■ **Testo fornito**
Autoproduzione tipica, e particolarmente immediata per chi legge queste pagine, è quella della canapa. Autoproduzione tradizionale e diffusissima è quella che si svolge ai margini delle metropoli negli orti abusivi. Ma anche attività più complesse e meno alimentari, come i giornali, i cd, le fanzine, i manifesti, i volantini, sviluppati in proprio, con propri strumenti, magari assemblati senza passare per la cassa di alcun negozio. Affini all’autoproduzione sono il riciclaggio, appunto, di strumenti informatici, elettronici, meccanici, di mobili, abiti, giocattoli, le mille soluzioni creative alla complessità delle esigenze e alla banalità delle soluzioni offerte dal bazar delle merci e delle bugie.
Si tratta di un fenomeno che, a mano a mano che il capitalismo convertiva in merce ogni possibile attività umana, è divenuto sempre meno funzionale agli equilibri sociali e perciò sempre meno accettato, con la conseguenza di essere crescentemente sospinto ai margini e anche oltre i margini della legge. Si pensi a tutte le regole igieniche e sanitarie, chiaramente concepite per definire igienico il veleno industriale e antigienico l’orto individuale; si pensi alle regole sul copyright, che praticamente considerano illegale tutto ciò che non nasce e muore in forma di merce; si pensi alle normative sulla sicurezza, che presuppongono la fabbrica come luogo “naturale” della produzione.

■ **Compiti da svolgere**
a - Riscrivi come tabella Markdown le righe dell'elenco comprese tra quella che contiene "black car, given" e la fine dell'elenco, estremi inclusi, omettendo le righe vuote. Usa le colonne Riga, per il numero progressivo, e Contenuto, per il testo della riga.
b - Prosegui il testo sull'autoproduzione a partire dall'ultima frase riportata.

■ **Elenco dei dati**
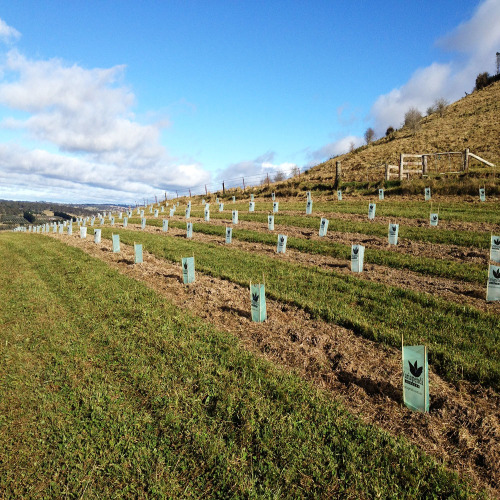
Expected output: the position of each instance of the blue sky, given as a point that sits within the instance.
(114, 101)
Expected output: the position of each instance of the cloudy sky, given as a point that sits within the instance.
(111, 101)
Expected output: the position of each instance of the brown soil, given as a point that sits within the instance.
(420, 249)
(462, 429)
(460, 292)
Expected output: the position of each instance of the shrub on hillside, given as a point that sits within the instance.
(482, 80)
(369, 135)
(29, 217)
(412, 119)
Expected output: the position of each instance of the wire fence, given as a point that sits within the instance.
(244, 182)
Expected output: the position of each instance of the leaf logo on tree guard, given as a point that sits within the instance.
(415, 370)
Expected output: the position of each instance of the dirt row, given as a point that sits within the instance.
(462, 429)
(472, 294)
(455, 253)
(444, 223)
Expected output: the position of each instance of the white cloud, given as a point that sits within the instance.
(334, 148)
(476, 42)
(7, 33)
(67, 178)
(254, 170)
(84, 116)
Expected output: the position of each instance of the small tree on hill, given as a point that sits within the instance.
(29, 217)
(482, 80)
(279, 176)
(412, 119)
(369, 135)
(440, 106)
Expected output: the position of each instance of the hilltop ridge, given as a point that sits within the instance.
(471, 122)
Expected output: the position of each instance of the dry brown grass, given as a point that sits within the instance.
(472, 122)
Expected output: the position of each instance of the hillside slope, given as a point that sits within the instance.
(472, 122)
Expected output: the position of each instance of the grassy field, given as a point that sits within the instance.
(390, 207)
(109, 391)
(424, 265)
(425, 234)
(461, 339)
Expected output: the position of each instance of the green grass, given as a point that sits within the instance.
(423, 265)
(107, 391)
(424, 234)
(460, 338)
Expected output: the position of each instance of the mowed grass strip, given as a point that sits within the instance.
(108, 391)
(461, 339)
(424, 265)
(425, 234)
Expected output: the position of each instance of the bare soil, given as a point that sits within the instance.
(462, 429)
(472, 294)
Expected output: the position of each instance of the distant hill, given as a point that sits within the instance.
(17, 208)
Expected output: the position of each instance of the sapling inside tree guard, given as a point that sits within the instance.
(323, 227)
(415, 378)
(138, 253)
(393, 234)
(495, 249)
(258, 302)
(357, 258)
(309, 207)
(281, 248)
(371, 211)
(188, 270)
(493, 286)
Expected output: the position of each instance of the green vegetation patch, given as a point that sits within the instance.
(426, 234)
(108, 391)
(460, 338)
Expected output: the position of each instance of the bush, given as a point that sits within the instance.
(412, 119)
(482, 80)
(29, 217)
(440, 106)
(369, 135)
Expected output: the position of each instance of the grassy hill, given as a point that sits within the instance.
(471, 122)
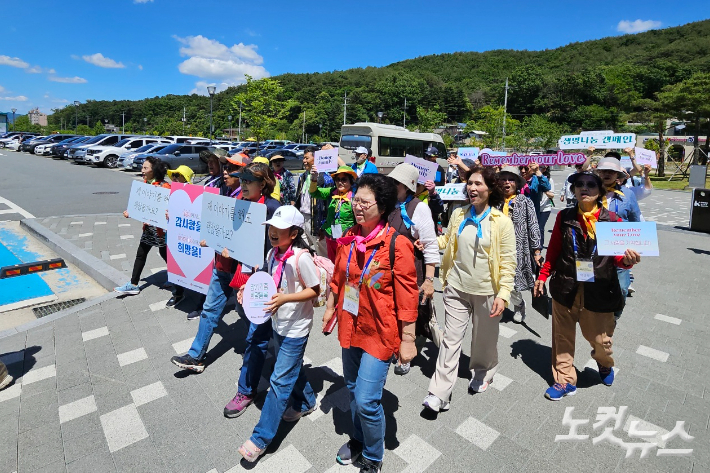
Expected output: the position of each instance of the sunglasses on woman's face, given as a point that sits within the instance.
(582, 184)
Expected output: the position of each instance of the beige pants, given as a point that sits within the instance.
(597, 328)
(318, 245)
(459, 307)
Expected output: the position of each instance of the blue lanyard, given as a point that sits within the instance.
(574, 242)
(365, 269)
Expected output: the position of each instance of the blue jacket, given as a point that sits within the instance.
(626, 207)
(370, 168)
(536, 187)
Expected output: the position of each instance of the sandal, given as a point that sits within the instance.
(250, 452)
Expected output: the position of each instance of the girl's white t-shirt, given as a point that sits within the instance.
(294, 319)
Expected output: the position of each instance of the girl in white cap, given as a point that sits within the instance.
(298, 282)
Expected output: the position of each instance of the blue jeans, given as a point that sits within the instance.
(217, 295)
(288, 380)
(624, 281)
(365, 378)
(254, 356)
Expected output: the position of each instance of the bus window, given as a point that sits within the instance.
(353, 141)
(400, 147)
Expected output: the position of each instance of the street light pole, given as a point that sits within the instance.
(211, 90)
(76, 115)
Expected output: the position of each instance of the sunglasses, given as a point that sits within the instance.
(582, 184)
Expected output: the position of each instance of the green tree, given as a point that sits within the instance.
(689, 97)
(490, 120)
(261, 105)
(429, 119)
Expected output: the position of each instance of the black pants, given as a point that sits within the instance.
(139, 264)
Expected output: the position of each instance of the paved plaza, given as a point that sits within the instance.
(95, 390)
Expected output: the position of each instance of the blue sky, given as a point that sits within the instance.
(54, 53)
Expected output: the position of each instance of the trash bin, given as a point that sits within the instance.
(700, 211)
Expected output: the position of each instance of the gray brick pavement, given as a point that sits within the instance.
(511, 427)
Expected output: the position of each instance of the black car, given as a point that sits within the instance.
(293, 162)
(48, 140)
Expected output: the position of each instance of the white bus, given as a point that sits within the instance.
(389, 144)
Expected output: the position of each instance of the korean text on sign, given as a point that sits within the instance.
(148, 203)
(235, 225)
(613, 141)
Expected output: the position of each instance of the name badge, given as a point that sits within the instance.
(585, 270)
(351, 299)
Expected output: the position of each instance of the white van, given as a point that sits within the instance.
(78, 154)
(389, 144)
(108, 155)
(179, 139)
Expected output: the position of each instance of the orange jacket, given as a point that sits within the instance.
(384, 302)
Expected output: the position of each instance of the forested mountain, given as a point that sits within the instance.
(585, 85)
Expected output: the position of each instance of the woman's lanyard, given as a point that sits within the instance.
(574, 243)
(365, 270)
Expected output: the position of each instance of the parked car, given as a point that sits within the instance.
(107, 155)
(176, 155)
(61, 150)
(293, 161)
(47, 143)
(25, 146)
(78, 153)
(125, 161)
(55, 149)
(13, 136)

■ **Le risposte**
a -
| Riga | Contenuto |
|---|---|
| 1 | Expected output: the position of each instance of the black car, given as a point that sits within the instance. |
| 2 | (293, 162) |
| 3 | (48, 140) |
| 4 | Expected output: the position of each instance of the white bus, given as a point that sits within the instance. |
| 5 | (389, 144) |
| 6 | Expected output: the position of each instance of the korean text on sign, given as a point that sits within the instance. |
| 7 | (148, 203) |
| 8 | (235, 225) |
| 9 | (613, 141) |
| 10 | Expected output: the position of each instance of the name badge, given as a point that sits within the instance. |
| 11 | (585, 270) |
| 12 | (351, 299) |
| 13 | Expected output: the position of each instance of the white van, given as a point that sits within the instance. |
| 14 | (78, 154) |
| 15 | (389, 144) |
| 16 | (108, 155) |
| 17 | (179, 139) |
| 18 | Expected output: the position of each instance of the orange jacket, given as a point that sits within the instance. |
| 19 | (384, 302) |
| 20 | Expected output: the position of each instance of the forested mountain, given as a point that sits within the instance. |
| 21 | (585, 85) |
| 22 | Expected output: the position of each instance of the woman's lanyard, given as a point that sits within the instance. |
| 23 | (574, 243) |
| 24 | (365, 270) |
| 25 | Expected output: the position of each instance of the parked car, given as a point that sits within the instance. |
| 26 | (107, 155) |
| 27 | (176, 155) |
| 28 | (61, 150) |
| 29 | (293, 161) |
| 30 | (47, 143) |
| 31 | (25, 146) |
| 32 | (78, 153) |
| 33 | (125, 161) |
| 34 | (55, 149) |
| 35 | (13, 136) |

b -
L’autoproduzione, comunque la si guardi, non riesce proprio ad essere legale: prima ancora che a causa dell’ostilità aperta dell’industria (che vi intuisce una concorrenza inafferrabile) e dello stato (che vi scorge un’evasione totale dal meccanismo fiscale), a causa della sua indefinibilità. E’ una materia su cui è impossibile legiferare validamente: è un terreno in cui, per definizione, ciascuno fa quel che gli pare. Se non gli permetti di agire così, smette. Per ricominciare da un’altra parte. E’ l’equivalente del nomadismo in campo produttivo, contraddice apertamente i principi fondanti della società capitalista ma è assurdo sperare di cancellarla.
L’autoproduzione è perciò, diciamolo pure, costitutivamente anarchica.
Questa sua caratteristica e la sua crescente diffusione, a partire dagli anni Sessanta, in ambiti che allora si chiamavano alternativi e magari oggi si chiamerebbero antagonisti, hanno alimentato una buffa allucinazione, tuttora ben presente e attiva: secondo la quale, se ciascuno abbandonasse il lavoro industriale e la vita metropolitana, ripudiando i consumi permessi e disponendosi ad autoprodurre secondo le proprie inclinazioni, la società delle merci magicamente finirebbe per crollare, denunciandosi per quell’incubo noioso che, in effetti, é.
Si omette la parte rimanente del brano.